── Recorded data
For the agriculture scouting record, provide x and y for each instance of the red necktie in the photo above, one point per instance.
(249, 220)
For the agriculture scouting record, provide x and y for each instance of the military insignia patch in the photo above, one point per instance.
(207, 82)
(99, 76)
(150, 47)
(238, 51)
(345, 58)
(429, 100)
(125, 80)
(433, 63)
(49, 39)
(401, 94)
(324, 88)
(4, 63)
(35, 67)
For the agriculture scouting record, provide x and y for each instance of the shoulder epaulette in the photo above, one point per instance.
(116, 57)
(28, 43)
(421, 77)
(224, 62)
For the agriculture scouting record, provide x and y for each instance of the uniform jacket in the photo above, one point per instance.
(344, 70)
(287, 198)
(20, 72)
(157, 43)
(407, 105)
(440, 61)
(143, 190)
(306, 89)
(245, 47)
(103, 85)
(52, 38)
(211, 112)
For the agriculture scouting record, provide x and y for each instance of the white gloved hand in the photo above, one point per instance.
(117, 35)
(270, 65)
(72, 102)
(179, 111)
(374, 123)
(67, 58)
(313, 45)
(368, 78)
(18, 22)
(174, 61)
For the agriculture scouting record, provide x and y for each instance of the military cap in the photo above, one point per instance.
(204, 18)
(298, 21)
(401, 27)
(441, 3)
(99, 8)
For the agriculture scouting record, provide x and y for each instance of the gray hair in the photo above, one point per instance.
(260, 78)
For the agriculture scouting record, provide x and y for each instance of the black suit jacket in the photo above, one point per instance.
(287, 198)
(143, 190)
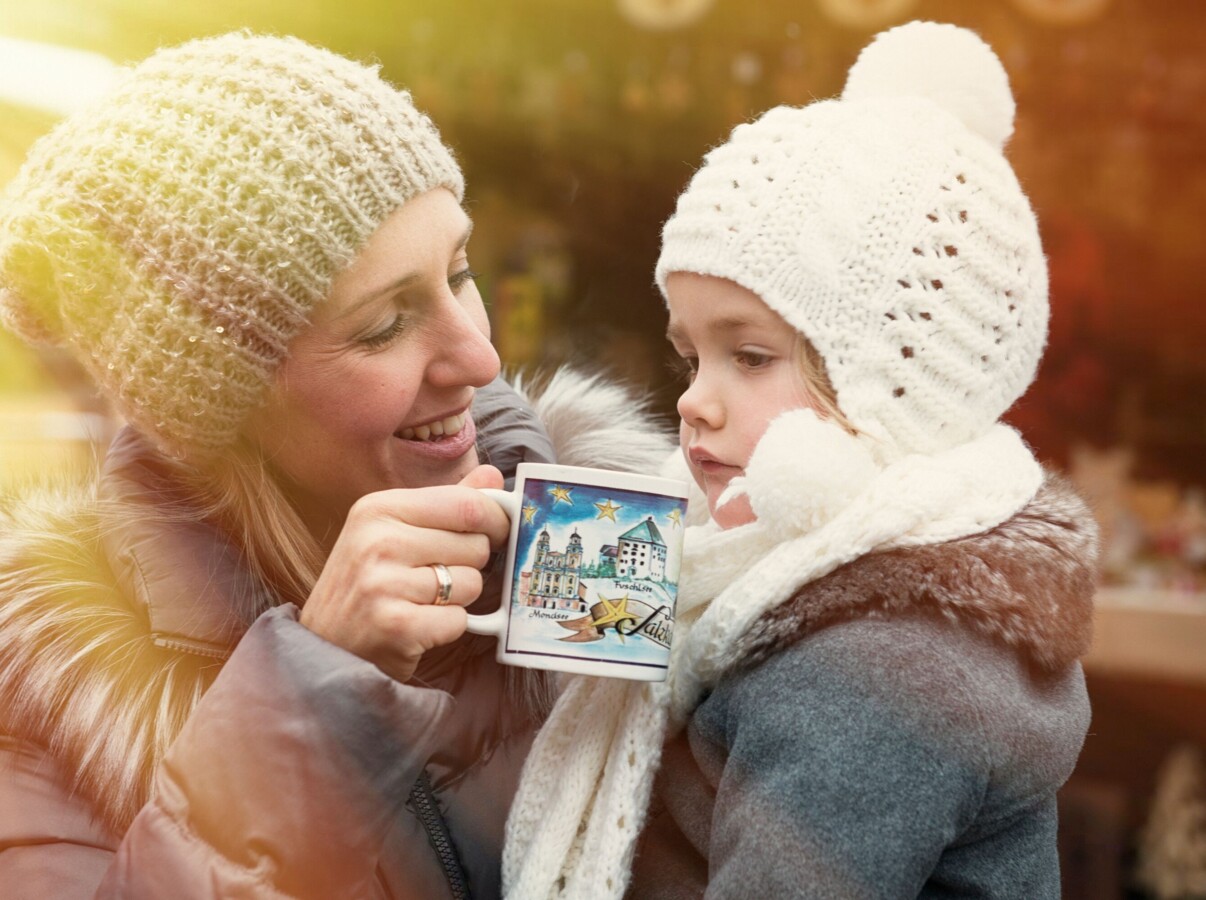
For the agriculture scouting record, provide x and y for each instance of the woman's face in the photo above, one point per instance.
(742, 360)
(375, 393)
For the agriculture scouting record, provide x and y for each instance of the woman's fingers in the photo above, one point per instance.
(464, 585)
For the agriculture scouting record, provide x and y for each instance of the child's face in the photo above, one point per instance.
(743, 366)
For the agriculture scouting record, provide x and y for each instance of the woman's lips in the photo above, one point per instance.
(437, 428)
(458, 436)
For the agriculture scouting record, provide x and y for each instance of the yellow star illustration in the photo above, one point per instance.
(616, 612)
(607, 509)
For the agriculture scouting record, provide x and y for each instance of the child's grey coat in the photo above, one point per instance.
(899, 729)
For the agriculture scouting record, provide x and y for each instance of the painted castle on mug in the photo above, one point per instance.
(556, 578)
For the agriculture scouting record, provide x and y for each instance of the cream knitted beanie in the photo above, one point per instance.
(176, 234)
(888, 228)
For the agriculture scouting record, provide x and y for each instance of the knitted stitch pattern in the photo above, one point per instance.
(176, 234)
(888, 228)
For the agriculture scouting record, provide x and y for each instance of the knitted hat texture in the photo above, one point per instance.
(888, 228)
(176, 234)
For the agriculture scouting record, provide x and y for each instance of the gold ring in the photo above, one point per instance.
(444, 594)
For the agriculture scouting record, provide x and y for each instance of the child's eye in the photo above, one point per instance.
(751, 358)
(460, 279)
(683, 367)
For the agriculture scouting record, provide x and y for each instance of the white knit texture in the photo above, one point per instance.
(176, 234)
(586, 784)
(891, 233)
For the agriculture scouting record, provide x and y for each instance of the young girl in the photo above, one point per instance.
(874, 689)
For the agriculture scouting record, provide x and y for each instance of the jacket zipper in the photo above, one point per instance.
(422, 800)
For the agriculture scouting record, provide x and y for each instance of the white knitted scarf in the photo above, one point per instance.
(821, 500)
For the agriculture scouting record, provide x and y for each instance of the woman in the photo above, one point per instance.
(235, 662)
(874, 688)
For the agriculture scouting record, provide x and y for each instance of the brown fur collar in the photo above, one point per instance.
(1028, 583)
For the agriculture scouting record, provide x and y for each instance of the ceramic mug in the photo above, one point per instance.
(591, 577)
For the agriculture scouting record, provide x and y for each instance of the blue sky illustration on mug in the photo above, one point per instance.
(599, 515)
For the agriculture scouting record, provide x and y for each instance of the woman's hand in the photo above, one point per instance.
(375, 596)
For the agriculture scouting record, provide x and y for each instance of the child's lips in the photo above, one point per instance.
(710, 466)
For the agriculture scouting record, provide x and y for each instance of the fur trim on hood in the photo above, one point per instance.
(1028, 583)
(116, 608)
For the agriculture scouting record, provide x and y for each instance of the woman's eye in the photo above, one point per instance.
(387, 334)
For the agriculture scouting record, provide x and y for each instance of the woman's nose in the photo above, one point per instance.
(466, 355)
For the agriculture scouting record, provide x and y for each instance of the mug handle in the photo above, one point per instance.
(496, 621)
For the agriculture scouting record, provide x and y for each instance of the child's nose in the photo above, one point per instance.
(701, 404)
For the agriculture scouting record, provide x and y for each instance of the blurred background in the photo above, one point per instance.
(579, 121)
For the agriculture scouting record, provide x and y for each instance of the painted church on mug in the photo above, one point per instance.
(555, 579)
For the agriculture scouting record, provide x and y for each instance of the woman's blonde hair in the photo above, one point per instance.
(240, 494)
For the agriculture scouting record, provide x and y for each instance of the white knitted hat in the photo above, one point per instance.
(889, 229)
(176, 234)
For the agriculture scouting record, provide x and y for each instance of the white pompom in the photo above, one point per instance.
(947, 64)
(805, 471)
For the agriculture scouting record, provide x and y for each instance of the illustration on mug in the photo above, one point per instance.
(596, 573)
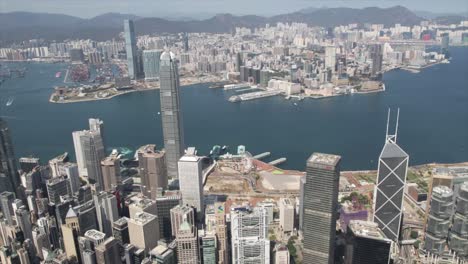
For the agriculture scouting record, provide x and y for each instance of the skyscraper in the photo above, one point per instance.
(330, 57)
(131, 48)
(7, 159)
(144, 231)
(151, 59)
(376, 55)
(108, 251)
(249, 230)
(366, 244)
(106, 211)
(170, 111)
(191, 181)
(6, 200)
(152, 170)
(389, 189)
(90, 150)
(187, 244)
(320, 205)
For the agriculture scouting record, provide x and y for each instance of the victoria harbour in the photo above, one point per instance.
(433, 105)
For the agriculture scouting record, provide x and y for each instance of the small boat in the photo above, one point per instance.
(10, 101)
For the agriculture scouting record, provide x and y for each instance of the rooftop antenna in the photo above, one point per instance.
(388, 120)
(396, 126)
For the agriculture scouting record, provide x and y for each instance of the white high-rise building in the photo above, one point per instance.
(249, 230)
(90, 151)
(330, 57)
(191, 180)
(106, 211)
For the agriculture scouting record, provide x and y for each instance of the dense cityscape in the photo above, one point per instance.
(170, 204)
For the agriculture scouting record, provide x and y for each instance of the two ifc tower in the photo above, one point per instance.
(169, 94)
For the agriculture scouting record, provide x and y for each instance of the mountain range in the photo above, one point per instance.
(19, 26)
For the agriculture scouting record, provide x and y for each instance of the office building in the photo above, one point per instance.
(6, 199)
(376, 54)
(108, 251)
(142, 204)
(366, 244)
(90, 151)
(281, 254)
(76, 55)
(438, 221)
(320, 207)
(106, 211)
(120, 230)
(70, 233)
(27, 164)
(179, 214)
(152, 170)
(208, 247)
(221, 233)
(144, 231)
(187, 244)
(164, 205)
(249, 231)
(162, 255)
(8, 165)
(23, 219)
(151, 59)
(191, 181)
(170, 112)
(56, 188)
(110, 172)
(131, 49)
(185, 40)
(458, 236)
(87, 217)
(389, 189)
(330, 57)
(286, 210)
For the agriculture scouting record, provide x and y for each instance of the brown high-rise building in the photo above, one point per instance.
(221, 233)
(152, 169)
(110, 172)
(187, 244)
(108, 252)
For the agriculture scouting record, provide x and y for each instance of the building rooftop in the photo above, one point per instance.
(367, 229)
(392, 150)
(324, 159)
(95, 234)
(442, 191)
(143, 218)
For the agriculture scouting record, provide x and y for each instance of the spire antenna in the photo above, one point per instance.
(396, 127)
(388, 120)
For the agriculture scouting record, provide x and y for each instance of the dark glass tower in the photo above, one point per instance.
(8, 165)
(131, 48)
(320, 206)
(170, 111)
(389, 190)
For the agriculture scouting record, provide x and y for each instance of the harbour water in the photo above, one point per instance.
(433, 120)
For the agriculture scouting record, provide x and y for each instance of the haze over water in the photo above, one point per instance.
(433, 118)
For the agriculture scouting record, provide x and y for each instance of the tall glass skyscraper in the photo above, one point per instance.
(389, 190)
(151, 59)
(8, 165)
(173, 131)
(131, 48)
(319, 209)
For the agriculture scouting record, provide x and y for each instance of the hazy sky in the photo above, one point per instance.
(168, 8)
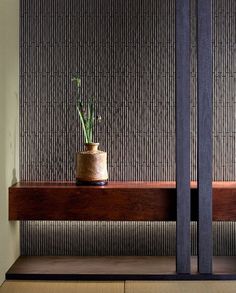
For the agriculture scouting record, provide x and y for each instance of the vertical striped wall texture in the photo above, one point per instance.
(116, 238)
(124, 51)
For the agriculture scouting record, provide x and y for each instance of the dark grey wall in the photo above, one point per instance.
(124, 51)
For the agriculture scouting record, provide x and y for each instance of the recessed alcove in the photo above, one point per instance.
(128, 56)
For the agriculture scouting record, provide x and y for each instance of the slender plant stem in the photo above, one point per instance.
(83, 125)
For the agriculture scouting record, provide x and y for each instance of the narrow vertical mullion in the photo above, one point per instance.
(204, 48)
(183, 244)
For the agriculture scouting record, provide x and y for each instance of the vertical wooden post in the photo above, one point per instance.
(183, 241)
(204, 49)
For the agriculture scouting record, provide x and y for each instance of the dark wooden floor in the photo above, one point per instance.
(112, 268)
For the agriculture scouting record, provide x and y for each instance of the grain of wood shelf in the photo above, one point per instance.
(114, 268)
(117, 201)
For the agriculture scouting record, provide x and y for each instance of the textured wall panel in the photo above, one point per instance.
(116, 238)
(124, 50)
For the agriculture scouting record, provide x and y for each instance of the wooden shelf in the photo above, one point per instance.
(113, 268)
(117, 201)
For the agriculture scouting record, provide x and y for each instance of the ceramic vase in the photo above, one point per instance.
(91, 166)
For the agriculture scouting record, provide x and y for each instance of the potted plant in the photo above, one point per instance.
(91, 164)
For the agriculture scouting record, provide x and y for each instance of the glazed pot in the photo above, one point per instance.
(91, 166)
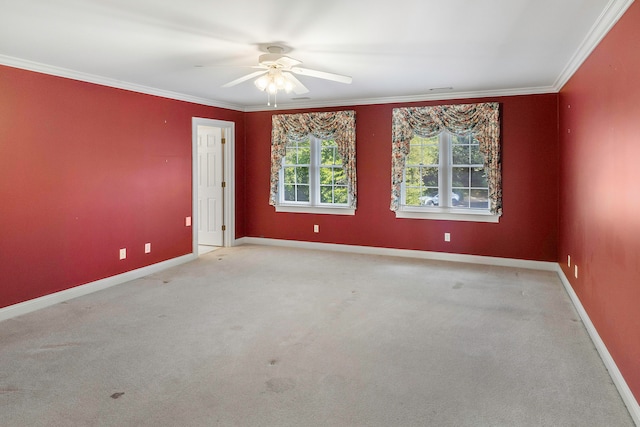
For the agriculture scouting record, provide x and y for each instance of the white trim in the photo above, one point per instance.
(471, 216)
(406, 253)
(294, 105)
(609, 363)
(106, 81)
(316, 210)
(607, 19)
(229, 177)
(88, 288)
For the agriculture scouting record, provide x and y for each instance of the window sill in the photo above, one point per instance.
(316, 210)
(448, 215)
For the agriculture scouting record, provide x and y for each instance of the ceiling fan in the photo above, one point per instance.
(277, 73)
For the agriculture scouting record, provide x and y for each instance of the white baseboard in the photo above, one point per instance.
(609, 363)
(58, 297)
(407, 253)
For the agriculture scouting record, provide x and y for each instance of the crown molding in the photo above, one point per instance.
(607, 19)
(105, 81)
(407, 99)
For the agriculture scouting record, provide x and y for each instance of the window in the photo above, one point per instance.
(313, 167)
(312, 174)
(446, 163)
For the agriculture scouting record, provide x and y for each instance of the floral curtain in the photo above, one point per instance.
(483, 120)
(339, 126)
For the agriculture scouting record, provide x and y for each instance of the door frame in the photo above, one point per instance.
(228, 214)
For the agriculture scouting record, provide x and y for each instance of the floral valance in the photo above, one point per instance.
(339, 126)
(483, 120)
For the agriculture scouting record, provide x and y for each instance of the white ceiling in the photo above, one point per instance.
(395, 50)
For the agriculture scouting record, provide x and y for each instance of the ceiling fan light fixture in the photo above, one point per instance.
(273, 82)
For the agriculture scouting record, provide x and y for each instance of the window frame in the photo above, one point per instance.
(445, 210)
(314, 205)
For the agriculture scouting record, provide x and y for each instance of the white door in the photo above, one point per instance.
(210, 185)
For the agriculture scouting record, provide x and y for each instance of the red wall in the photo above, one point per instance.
(600, 201)
(86, 170)
(527, 229)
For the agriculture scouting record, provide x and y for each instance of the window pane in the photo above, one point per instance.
(289, 175)
(462, 200)
(415, 155)
(480, 199)
(291, 156)
(325, 194)
(460, 154)
(413, 176)
(413, 195)
(289, 193)
(326, 176)
(304, 155)
(302, 175)
(430, 154)
(478, 178)
(430, 177)
(429, 197)
(327, 156)
(460, 177)
(302, 193)
(476, 157)
(340, 195)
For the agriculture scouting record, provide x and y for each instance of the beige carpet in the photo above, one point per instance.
(264, 336)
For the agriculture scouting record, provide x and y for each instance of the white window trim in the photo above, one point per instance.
(447, 212)
(314, 206)
(411, 212)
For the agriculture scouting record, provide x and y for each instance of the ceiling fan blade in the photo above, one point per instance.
(245, 78)
(298, 87)
(321, 75)
(288, 62)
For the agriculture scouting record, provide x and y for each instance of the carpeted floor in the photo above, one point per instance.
(267, 336)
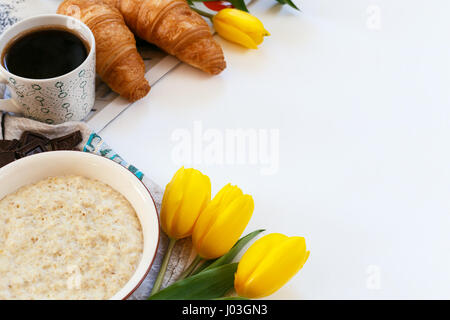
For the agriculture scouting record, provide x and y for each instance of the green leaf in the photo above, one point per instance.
(211, 284)
(232, 298)
(227, 258)
(288, 2)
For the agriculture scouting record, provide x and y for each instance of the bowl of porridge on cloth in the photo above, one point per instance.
(74, 226)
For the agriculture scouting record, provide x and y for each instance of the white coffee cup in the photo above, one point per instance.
(69, 97)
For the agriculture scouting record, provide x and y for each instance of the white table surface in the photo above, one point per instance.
(358, 91)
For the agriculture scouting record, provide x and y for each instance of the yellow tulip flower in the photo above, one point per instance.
(184, 199)
(222, 222)
(269, 264)
(240, 27)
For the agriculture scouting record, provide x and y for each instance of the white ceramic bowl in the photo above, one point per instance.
(41, 166)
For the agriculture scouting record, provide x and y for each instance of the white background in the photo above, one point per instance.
(362, 108)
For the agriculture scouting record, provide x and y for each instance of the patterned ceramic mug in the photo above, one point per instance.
(69, 97)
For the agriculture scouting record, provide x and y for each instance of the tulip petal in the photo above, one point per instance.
(228, 226)
(196, 195)
(233, 34)
(209, 215)
(254, 256)
(185, 197)
(245, 22)
(277, 268)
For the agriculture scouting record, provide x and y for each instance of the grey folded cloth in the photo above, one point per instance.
(183, 254)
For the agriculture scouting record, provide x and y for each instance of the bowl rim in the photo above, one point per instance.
(120, 167)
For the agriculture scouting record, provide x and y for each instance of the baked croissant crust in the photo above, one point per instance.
(172, 26)
(118, 61)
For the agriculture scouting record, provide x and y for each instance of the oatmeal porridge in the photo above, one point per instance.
(67, 237)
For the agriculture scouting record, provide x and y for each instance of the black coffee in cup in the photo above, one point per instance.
(45, 53)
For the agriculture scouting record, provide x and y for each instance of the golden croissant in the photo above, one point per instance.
(172, 26)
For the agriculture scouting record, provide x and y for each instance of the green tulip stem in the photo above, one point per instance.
(203, 13)
(186, 273)
(163, 268)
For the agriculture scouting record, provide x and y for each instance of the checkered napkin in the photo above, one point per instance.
(13, 127)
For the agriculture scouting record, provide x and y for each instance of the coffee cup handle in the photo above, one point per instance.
(8, 105)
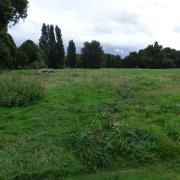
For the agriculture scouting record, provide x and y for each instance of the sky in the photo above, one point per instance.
(122, 26)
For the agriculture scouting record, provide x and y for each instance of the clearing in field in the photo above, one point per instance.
(91, 124)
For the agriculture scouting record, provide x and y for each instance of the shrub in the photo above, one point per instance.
(18, 91)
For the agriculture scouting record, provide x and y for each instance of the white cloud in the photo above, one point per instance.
(122, 24)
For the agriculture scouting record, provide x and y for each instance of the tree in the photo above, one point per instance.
(7, 50)
(131, 61)
(52, 48)
(59, 48)
(44, 39)
(12, 11)
(92, 54)
(71, 54)
(30, 55)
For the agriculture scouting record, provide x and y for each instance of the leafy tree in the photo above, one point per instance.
(52, 48)
(71, 54)
(12, 11)
(131, 61)
(32, 56)
(59, 48)
(177, 60)
(7, 50)
(44, 39)
(30, 49)
(92, 54)
(22, 59)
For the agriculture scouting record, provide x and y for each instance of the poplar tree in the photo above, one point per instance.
(71, 54)
(59, 48)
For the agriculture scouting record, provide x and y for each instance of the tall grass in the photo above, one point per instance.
(16, 91)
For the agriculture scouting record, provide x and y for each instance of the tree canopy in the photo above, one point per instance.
(12, 11)
(92, 54)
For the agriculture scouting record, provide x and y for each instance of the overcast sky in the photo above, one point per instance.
(120, 25)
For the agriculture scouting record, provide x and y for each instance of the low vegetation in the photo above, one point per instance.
(15, 91)
(93, 124)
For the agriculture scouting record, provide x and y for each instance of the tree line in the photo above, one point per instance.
(50, 51)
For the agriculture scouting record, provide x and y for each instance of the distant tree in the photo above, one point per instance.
(30, 55)
(44, 39)
(60, 53)
(177, 60)
(22, 59)
(12, 11)
(92, 54)
(7, 51)
(71, 54)
(131, 61)
(52, 48)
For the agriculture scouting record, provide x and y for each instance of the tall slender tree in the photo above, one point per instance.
(92, 54)
(71, 54)
(59, 48)
(52, 48)
(44, 39)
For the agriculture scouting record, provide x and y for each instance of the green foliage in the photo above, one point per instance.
(7, 50)
(92, 54)
(112, 61)
(17, 92)
(71, 54)
(59, 48)
(52, 44)
(30, 55)
(129, 120)
(12, 11)
(154, 56)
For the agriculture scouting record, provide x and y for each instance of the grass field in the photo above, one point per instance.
(95, 124)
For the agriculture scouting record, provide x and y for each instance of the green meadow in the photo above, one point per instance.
(94, 124)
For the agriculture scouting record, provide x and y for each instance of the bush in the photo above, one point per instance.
(17, 92)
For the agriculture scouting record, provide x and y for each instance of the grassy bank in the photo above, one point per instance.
(94, 124)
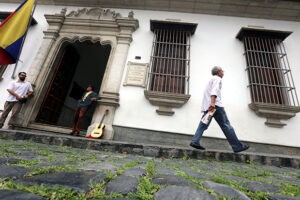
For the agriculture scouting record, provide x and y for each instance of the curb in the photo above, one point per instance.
(150, 150)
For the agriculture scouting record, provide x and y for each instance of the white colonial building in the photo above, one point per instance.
(150, 62)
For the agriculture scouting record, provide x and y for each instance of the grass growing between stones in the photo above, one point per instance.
(290, 189)
(145, 188)
(53, 193)
(51, 169)
(238, 186)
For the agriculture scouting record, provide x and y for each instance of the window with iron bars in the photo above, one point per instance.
(272, 90)
(169, 66)
(270, 77)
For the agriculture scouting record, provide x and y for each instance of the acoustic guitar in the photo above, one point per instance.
(98, 131)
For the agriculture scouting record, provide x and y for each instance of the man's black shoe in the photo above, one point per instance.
(196, 146)
(244, 148)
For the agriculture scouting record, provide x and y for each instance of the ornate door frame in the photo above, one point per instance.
(95, 25)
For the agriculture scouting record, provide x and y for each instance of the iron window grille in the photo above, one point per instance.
(272, 89)
(170, 61)
(269, 73)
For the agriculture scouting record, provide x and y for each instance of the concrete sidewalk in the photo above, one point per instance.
(37, 165)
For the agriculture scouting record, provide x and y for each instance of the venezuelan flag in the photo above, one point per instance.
(12, 32)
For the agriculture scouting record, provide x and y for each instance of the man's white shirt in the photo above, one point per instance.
(20, 88)
(213, 87)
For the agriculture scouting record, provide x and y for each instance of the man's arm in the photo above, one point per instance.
(28, 94)
(10, 91)
(212, 103)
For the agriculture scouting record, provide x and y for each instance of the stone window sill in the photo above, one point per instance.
(274, 113)
(166, 101)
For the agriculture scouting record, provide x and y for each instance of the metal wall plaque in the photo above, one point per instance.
(136, 74)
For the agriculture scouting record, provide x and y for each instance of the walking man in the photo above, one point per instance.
(18, 92)
(212, 102)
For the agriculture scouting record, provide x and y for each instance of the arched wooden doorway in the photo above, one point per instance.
(77, 65)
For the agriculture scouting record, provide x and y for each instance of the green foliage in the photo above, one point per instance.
(26, 163)
(150, 168)
(292, 190)
(145, 189)
(50, 169)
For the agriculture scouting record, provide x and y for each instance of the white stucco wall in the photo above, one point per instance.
(213, 43)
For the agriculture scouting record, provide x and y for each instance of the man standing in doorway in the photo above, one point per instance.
(18, 92)
(83, 105)
(212, 102)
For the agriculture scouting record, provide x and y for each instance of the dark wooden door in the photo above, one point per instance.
(56, 94)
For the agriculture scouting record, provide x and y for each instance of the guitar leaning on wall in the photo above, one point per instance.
(98, 131)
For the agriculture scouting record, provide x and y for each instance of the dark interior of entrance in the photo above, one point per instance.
(77, 65)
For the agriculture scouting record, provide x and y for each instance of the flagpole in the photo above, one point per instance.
(28, 25)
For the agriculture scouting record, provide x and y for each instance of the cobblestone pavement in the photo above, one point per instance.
(30, 170)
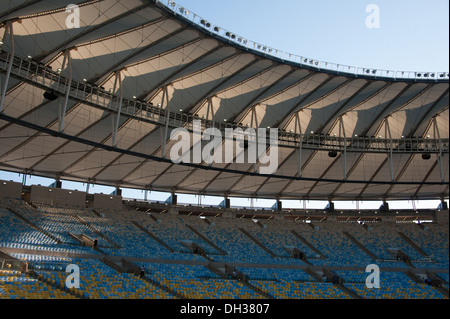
────
Please count the lines of the material above that contain the word "iron", matching case exactly, and give only the number.

2